• [RECORDS PROVIDED]:
• • • •

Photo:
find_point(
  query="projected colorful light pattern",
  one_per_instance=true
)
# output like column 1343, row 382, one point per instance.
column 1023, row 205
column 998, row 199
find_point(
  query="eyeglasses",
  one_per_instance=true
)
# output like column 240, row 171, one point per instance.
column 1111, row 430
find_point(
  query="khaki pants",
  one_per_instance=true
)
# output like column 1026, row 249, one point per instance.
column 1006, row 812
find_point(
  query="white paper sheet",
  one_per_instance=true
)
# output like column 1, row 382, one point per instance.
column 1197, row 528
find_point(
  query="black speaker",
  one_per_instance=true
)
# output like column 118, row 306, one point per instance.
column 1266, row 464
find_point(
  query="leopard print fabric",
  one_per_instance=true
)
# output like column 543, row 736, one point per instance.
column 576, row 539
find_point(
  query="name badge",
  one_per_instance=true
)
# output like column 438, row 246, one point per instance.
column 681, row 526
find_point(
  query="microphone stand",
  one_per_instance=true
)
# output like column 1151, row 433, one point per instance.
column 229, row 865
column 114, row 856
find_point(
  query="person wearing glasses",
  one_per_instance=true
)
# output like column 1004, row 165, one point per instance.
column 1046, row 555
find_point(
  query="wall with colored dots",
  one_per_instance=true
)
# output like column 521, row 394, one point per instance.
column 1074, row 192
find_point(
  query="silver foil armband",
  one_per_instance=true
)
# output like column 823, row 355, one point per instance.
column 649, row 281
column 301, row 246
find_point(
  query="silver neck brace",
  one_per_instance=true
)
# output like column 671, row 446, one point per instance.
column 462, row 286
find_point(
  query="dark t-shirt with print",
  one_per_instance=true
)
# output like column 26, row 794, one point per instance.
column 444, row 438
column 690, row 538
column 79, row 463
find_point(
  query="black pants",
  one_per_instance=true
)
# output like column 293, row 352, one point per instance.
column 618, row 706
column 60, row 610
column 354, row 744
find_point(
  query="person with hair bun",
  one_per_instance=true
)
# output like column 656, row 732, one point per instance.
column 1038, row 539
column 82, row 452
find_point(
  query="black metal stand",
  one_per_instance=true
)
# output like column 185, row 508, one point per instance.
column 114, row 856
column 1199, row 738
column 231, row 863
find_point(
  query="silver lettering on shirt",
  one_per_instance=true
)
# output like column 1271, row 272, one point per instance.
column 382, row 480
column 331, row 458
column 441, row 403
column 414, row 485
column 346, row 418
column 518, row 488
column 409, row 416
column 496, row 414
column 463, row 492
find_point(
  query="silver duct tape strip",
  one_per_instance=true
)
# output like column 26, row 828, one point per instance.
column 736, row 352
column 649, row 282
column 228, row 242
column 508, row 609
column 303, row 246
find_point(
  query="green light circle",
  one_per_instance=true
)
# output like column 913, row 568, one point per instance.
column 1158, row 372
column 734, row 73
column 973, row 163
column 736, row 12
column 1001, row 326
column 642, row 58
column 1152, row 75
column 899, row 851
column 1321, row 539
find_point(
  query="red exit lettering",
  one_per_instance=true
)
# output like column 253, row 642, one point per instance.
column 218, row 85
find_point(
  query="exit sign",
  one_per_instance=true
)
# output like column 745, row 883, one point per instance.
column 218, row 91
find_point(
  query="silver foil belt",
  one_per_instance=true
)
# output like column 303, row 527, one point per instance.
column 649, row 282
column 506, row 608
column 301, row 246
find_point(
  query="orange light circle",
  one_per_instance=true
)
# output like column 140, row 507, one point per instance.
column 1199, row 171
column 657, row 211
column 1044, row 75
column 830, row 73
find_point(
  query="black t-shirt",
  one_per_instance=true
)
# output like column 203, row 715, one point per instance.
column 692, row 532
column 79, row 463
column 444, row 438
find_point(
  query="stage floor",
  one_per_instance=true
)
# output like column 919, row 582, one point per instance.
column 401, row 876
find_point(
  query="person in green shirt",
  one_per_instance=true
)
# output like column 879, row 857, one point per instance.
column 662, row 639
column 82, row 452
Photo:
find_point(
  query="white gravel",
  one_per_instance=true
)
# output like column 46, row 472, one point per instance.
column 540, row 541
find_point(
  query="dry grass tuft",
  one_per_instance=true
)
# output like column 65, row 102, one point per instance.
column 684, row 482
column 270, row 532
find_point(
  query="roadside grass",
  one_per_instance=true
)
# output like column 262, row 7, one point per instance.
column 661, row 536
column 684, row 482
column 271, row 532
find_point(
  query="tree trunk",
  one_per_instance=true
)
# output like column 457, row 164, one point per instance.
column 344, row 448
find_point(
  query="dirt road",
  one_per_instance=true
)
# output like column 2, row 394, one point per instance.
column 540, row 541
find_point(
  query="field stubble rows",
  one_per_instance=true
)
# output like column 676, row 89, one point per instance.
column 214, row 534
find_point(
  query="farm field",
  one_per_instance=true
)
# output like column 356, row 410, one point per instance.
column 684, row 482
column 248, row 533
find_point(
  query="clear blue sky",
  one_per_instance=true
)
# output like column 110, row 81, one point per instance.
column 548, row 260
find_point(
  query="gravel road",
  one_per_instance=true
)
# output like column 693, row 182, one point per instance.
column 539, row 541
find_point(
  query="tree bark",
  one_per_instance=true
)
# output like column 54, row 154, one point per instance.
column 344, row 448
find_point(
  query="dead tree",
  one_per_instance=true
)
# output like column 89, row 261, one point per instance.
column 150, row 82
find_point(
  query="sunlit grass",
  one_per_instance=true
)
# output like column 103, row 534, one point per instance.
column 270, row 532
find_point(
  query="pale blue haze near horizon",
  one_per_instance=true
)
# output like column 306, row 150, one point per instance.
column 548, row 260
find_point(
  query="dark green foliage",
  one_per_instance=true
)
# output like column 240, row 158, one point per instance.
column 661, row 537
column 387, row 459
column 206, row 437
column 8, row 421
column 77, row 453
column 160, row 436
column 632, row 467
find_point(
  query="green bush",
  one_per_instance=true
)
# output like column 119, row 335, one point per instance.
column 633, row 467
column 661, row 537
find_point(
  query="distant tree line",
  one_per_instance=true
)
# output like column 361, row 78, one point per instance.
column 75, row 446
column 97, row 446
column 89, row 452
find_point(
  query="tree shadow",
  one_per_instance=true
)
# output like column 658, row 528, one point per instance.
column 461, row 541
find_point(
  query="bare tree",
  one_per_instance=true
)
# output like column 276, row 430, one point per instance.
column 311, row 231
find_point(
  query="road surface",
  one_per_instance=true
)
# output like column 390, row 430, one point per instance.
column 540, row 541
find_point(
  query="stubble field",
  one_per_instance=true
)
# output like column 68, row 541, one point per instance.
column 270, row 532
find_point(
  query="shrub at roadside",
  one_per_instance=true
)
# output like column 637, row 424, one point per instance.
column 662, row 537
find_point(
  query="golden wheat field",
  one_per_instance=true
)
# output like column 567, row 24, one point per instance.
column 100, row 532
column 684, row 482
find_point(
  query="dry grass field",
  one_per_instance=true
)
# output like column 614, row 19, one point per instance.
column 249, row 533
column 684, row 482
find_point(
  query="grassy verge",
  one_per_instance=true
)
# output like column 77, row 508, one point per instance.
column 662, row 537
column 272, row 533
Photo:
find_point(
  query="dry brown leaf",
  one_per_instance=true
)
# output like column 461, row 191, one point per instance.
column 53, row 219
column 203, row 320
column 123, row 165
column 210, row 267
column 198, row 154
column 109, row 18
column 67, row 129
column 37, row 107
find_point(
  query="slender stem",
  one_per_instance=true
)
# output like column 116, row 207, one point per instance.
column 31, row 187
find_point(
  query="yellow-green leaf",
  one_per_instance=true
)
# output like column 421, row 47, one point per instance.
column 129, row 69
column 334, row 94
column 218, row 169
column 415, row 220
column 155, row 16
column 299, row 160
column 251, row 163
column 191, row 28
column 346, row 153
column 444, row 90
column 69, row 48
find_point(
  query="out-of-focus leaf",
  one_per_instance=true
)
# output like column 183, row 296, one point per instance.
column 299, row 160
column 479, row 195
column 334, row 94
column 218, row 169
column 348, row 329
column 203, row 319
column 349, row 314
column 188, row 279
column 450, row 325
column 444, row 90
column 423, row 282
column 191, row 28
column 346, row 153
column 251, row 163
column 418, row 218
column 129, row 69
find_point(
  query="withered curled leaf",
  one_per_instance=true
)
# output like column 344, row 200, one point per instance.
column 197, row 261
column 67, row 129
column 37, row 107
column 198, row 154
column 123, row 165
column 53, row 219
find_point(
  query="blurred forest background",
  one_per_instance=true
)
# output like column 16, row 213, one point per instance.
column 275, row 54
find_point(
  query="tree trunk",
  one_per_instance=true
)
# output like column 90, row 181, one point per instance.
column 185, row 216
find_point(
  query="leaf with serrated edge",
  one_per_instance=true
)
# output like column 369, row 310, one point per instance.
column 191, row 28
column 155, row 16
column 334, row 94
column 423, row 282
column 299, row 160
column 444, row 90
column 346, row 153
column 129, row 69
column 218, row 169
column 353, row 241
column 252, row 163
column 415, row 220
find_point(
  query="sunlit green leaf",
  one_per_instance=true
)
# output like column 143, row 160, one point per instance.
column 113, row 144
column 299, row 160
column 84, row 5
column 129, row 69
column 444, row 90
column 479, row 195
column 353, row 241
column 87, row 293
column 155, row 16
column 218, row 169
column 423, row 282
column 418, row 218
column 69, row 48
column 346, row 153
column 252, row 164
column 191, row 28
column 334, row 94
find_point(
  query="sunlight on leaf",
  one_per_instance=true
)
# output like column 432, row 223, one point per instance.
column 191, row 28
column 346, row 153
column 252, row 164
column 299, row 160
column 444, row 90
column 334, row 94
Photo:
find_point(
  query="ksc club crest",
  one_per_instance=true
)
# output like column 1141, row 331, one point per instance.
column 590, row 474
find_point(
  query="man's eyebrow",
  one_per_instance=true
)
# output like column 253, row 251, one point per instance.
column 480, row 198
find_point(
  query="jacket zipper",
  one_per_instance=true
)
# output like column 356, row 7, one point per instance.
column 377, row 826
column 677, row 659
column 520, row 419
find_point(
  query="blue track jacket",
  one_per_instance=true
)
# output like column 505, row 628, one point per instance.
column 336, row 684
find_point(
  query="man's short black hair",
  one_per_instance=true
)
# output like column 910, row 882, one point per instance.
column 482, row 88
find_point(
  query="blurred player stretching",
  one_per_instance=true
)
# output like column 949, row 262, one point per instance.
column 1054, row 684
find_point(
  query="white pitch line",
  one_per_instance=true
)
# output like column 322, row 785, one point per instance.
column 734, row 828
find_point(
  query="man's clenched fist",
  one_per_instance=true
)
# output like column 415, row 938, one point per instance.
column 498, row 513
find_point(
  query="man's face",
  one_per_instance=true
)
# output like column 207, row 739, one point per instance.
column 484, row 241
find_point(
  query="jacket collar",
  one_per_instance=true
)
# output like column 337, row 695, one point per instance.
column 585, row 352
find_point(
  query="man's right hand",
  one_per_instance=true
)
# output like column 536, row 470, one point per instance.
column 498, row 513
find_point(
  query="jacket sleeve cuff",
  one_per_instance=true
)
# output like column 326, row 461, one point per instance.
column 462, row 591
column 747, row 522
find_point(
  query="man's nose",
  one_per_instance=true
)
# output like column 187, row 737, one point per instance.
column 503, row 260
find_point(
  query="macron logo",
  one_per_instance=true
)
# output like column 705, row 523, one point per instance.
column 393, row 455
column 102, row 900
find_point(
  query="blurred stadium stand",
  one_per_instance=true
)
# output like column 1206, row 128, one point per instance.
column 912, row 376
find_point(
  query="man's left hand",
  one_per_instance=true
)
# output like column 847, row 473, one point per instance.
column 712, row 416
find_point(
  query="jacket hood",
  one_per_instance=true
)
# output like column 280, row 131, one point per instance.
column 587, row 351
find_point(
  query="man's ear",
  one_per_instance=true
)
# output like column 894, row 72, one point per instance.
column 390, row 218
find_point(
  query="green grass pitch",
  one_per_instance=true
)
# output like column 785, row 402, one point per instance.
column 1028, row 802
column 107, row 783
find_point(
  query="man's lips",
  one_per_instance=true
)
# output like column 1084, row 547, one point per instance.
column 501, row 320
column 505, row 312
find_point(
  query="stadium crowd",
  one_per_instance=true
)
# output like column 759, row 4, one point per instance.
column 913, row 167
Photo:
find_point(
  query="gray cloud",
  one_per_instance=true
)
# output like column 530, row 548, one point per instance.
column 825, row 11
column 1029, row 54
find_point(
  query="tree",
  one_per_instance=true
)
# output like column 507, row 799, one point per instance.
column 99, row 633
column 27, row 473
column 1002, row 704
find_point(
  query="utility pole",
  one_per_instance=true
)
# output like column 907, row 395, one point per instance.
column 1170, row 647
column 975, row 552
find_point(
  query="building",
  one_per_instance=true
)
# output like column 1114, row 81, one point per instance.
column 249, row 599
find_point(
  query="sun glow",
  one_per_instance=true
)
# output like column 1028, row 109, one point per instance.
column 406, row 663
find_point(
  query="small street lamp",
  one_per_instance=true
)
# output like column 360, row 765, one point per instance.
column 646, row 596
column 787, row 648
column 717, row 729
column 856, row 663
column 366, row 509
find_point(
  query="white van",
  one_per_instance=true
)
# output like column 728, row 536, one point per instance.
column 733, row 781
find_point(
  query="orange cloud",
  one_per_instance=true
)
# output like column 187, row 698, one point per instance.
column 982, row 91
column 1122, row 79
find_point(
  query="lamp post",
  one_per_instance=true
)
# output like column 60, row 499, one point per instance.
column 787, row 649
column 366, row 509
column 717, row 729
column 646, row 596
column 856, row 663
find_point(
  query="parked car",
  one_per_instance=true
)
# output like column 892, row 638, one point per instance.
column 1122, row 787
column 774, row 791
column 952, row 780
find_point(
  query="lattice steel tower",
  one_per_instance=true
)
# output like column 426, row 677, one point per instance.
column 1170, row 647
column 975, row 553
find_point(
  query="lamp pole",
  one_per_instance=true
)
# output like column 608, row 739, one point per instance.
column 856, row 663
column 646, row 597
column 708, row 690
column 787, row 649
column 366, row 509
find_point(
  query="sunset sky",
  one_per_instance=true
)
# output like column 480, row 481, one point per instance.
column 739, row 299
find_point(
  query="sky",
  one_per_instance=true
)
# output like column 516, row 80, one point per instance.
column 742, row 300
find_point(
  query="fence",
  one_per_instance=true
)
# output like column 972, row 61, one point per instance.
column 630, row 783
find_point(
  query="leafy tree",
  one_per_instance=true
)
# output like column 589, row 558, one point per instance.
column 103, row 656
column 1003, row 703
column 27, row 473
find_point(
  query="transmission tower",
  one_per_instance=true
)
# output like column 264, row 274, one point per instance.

• • • •

• [THE EXERCISE]:
Tally the lines in the records above that contain the string "exit", and reply with the number alone.

• [SOLUTION]:
2